### What is expected
Reproduce the portion of the Advent reflection that begins with the words "So, here we" and ends after the words "for shared life.".

### Quoted passage
So, here we are in the onset of the Advent season when the atmosphere is laden with desires and dreams, as well as the annual angst over what to purchase and how to pay for it. Salvation Army bell ringers eagerly try to dispel the dismay and bring us to a deeper level of concern. They attempt to call us to a different kind of giving, one that is not glittering with superficiality but replete with a longing for the deepened living that cannot be purchased. It can only be received when we hunger and thirst for shared life.
In his email, H. D. noted an article bearing a commentary on Susan Cain’s book “Bittersweet: How Sorrow and Longing Make Us Whole.” This may well be viewed, at first, as a real “downer.” It may even dampen our Advent hopefulness as we await the incarnation that Christmas memorializes; however, it is also a reality. Cain terms it “the problem of being alive in a deeply flawed yet stubbornly beautiful world.”
She avows her belief that “longing is momentum in disguise: It’s active, not passive; touched with the creative, the tender, and the divine. We long for something, or someone. We reach for it, move toward it. The word longing derives from the Old English “lanigan,” meaning “to grow long,” and the German “langen”…to reach, to extend. The word yearning is linguistically associated with hunger and thirst, but also desire. In Hebrew, it comes from the same root as the word for passion.”

[Point-based annotation records]
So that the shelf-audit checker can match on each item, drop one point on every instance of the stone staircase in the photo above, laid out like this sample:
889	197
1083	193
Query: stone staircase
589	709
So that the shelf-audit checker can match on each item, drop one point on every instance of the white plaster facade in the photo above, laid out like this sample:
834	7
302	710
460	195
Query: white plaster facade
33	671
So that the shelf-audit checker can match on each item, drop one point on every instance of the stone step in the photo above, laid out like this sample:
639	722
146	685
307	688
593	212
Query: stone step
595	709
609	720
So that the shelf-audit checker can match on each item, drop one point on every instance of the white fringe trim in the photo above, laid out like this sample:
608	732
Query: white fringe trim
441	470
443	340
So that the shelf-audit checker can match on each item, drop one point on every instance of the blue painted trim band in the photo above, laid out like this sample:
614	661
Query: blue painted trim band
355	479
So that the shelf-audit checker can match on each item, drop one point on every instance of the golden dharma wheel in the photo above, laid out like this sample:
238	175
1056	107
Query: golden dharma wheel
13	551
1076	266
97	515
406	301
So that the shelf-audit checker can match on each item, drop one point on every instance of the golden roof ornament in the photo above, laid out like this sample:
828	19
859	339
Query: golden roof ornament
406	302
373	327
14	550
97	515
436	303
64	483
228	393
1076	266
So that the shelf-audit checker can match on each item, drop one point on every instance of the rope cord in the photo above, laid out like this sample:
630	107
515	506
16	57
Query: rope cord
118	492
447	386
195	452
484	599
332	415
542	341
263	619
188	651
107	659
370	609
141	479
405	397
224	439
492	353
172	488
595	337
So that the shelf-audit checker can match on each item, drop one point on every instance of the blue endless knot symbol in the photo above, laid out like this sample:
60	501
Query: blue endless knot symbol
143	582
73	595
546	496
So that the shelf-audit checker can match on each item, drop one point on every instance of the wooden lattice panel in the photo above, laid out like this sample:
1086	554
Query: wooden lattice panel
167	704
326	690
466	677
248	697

--

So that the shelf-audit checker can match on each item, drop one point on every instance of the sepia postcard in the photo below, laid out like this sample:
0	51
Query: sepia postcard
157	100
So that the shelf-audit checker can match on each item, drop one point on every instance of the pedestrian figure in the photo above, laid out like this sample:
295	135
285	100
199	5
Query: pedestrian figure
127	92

### Result of this exercise
So, here we are in the onset of the Advent season when the atmosphere is laden with desires and dreams, as well as the annual angst over what to purchase and how to pay for it. Salvation Army bell ringers eagerly try to dispel the dismay and bring us to a deeper level of concern. They attempt to call us to a different kind of giving, one that is not glittering with superficiality but replete with a longing for the deepened living that cannot be purchased. It can only be received when we hunger and thirst for shared life.